--- Start of TASK INPUTS ---

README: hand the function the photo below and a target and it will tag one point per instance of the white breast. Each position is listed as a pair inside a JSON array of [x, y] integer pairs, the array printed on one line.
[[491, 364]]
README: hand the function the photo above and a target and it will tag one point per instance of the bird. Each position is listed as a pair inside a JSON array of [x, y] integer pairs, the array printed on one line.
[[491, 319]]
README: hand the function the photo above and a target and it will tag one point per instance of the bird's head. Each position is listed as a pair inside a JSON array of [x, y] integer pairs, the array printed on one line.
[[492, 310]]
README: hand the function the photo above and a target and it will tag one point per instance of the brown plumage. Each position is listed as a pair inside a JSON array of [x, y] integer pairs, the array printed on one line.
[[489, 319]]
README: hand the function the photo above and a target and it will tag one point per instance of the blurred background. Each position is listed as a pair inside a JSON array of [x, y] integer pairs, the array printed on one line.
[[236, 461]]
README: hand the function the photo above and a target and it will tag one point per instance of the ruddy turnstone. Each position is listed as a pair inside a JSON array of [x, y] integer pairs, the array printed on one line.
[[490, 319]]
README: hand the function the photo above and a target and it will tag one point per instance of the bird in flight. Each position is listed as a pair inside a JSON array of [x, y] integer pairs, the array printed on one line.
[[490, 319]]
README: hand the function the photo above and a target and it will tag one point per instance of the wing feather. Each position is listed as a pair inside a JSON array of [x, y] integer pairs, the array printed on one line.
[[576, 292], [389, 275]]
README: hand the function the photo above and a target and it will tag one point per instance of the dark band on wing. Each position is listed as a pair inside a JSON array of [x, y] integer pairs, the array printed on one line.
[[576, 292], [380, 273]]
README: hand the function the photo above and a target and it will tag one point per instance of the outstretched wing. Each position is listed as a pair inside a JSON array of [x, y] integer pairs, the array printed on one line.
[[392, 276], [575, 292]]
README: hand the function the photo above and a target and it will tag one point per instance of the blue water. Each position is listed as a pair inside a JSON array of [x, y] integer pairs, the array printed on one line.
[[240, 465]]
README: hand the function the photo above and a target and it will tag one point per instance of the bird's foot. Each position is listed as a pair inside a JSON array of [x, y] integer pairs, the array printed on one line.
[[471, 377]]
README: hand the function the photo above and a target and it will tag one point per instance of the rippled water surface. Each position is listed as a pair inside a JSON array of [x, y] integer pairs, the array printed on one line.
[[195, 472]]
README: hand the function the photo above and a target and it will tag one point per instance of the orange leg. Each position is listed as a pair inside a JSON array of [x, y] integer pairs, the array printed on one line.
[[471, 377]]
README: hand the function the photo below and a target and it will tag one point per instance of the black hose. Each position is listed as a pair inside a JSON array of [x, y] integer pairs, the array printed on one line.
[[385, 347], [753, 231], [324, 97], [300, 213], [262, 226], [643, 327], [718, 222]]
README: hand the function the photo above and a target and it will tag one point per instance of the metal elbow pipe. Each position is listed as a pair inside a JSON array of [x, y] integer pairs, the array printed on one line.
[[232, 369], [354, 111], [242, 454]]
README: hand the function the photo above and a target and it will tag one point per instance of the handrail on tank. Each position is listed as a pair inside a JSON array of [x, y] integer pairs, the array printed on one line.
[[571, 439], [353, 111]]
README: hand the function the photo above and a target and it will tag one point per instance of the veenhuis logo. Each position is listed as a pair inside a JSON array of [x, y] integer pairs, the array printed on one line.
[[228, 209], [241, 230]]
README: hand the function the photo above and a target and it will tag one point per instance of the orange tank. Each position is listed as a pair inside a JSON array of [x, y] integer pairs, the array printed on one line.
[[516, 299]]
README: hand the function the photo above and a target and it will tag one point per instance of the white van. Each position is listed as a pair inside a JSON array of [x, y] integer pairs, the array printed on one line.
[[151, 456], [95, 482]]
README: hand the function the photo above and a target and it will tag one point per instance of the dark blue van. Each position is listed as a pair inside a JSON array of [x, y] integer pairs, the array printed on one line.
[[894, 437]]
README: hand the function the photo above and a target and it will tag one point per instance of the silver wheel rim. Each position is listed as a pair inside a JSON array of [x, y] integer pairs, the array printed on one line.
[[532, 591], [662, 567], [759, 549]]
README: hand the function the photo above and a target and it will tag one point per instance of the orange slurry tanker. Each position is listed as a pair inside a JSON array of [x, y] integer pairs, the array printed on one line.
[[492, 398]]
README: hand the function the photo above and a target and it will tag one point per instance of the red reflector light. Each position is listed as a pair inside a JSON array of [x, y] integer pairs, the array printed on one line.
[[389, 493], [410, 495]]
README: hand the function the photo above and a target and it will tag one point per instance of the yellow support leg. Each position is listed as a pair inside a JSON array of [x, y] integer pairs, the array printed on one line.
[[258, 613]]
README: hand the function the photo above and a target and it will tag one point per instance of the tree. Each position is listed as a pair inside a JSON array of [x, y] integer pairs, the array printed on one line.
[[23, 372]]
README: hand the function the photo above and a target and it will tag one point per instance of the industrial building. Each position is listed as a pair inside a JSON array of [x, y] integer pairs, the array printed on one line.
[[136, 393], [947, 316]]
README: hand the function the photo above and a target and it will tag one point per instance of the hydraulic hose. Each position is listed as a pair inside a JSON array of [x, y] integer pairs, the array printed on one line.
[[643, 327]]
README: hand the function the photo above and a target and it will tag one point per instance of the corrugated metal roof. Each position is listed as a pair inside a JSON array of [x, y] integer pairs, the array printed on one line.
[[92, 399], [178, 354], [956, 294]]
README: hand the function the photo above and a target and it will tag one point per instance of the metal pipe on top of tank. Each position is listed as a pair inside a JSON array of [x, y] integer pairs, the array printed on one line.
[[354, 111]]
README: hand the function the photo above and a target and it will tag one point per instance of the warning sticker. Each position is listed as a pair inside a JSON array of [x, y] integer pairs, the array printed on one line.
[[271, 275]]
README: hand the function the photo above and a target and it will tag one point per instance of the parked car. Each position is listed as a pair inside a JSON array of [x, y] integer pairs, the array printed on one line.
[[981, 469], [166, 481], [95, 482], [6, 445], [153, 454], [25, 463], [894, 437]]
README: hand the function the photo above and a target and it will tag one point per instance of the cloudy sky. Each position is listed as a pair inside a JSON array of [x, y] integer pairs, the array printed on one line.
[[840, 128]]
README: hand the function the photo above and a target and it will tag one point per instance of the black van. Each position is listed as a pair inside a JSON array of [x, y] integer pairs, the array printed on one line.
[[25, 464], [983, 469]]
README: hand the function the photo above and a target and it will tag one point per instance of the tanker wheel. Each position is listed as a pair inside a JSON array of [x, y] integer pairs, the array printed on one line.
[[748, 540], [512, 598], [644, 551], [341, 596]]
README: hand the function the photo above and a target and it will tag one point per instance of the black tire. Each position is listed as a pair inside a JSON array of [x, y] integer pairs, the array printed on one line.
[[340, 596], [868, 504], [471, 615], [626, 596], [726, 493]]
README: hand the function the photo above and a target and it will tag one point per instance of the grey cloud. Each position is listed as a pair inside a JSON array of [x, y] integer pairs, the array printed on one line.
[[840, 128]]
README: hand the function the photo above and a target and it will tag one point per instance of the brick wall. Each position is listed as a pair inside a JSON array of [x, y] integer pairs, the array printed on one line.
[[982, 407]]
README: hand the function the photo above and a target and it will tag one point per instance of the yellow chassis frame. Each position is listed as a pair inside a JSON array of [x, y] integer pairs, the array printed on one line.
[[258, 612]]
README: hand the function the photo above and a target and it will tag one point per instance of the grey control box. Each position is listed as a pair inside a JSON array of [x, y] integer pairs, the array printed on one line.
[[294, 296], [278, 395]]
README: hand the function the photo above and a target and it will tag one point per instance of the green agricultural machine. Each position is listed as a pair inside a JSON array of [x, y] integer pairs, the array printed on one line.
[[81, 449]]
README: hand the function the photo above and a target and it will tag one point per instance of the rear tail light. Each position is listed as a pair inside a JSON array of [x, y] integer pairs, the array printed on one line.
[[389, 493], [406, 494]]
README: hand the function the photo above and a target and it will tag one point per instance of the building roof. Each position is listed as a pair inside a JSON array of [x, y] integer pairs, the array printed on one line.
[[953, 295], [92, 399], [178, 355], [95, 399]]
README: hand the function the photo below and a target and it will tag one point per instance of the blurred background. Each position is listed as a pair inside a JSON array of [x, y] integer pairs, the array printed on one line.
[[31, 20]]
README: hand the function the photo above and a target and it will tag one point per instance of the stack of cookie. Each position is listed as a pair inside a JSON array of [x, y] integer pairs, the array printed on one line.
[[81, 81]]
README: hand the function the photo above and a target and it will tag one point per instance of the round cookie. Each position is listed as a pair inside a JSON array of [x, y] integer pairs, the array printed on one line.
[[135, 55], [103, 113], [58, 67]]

--- End of TASK INPUTS ---

INSTRUCTIONS TO FOLLOW
Lay out everything from the start of the listing down to and including the line containing "[[491, 364]]" as a JSON list of strings, with one string per line and no blank lines.

SOLUTION TO THE PROBLEM
[
  "README: hand the function the photo below and a target and it will tag one point per instance of the white breast. Each position is listed as a pair inside a JSON array of [x, y] integer pairs, the array printed on one line.",
  "[[491, 364]]"
]